Work request –
The expected answer comprises all lines from the entries that contain the string "banner".

Data extracted from a collection –
-=-=-=-=-
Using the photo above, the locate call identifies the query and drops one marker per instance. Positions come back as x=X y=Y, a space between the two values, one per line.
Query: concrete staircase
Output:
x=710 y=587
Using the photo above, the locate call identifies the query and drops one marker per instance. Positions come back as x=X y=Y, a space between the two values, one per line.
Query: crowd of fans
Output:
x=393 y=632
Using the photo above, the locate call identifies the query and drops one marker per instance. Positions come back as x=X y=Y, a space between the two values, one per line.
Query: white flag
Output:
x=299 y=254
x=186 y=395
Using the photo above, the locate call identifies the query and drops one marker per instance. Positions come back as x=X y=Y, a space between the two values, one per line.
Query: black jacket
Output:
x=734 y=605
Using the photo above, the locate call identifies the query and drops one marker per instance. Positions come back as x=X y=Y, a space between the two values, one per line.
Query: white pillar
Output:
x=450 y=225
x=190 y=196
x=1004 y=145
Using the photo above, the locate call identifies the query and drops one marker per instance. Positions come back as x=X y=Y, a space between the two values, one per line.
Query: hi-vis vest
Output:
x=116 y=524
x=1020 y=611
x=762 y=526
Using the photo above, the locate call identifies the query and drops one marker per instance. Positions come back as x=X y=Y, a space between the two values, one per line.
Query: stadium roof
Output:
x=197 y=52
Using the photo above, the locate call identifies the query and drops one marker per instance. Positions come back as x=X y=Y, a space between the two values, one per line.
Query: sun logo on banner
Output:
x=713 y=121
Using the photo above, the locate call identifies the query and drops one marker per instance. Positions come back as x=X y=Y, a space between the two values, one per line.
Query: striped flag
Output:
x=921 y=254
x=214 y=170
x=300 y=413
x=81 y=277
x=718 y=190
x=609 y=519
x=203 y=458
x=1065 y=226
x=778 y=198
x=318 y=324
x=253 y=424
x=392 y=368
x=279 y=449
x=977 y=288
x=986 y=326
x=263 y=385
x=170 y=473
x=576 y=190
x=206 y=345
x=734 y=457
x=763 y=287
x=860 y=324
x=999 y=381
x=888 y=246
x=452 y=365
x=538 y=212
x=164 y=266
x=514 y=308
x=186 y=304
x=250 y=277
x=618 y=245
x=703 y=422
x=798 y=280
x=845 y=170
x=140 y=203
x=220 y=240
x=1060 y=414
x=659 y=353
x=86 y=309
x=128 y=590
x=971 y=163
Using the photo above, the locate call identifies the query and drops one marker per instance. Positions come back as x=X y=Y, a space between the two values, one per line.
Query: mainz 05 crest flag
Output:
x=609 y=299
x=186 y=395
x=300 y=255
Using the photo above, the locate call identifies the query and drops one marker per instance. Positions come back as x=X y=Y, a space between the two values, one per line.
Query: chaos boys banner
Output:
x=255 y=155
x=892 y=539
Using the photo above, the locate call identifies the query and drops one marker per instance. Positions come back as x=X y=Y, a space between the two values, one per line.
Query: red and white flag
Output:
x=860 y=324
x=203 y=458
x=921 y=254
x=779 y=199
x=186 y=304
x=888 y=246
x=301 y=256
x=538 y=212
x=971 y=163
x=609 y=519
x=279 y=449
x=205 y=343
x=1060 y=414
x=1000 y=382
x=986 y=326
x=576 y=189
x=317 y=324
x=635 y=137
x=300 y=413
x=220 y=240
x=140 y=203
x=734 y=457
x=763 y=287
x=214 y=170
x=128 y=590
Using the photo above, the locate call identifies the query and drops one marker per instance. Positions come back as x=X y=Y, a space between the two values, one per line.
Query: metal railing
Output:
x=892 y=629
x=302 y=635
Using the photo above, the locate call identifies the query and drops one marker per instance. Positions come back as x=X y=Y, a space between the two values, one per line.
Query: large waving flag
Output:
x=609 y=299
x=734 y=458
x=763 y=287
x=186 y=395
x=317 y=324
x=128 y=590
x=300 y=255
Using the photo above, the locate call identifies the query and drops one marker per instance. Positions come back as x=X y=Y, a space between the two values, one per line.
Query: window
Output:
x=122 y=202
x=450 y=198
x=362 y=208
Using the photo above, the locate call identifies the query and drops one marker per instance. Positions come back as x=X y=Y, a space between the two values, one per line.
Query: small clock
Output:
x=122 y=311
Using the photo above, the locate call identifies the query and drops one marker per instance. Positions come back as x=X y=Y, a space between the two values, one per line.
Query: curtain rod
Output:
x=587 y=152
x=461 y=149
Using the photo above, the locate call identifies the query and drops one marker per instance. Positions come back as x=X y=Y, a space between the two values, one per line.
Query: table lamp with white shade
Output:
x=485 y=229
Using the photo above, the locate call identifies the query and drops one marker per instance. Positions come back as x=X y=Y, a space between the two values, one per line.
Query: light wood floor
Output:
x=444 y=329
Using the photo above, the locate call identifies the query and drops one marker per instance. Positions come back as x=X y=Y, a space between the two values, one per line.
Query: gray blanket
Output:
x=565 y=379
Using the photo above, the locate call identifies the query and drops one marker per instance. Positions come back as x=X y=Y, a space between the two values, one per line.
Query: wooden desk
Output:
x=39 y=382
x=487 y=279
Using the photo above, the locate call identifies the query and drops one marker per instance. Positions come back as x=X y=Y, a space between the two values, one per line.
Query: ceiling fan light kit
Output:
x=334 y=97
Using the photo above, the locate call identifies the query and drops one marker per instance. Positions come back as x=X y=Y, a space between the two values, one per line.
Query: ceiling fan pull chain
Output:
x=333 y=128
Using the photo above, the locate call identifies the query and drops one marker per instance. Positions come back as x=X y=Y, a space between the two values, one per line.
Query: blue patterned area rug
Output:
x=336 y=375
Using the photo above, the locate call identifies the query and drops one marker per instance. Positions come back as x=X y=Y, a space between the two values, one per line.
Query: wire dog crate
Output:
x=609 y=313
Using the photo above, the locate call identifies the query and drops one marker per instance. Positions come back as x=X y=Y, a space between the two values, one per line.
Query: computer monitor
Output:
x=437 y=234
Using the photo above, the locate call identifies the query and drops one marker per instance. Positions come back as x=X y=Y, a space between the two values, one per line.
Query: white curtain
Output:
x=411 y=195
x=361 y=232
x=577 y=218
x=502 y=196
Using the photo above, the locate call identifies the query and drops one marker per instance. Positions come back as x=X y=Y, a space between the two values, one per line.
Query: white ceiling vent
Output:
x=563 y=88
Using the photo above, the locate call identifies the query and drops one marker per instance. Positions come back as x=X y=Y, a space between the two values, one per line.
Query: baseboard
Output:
-=-=-=-=-
Your solution –
Query: sun logo on banner
Query: chaos boys banner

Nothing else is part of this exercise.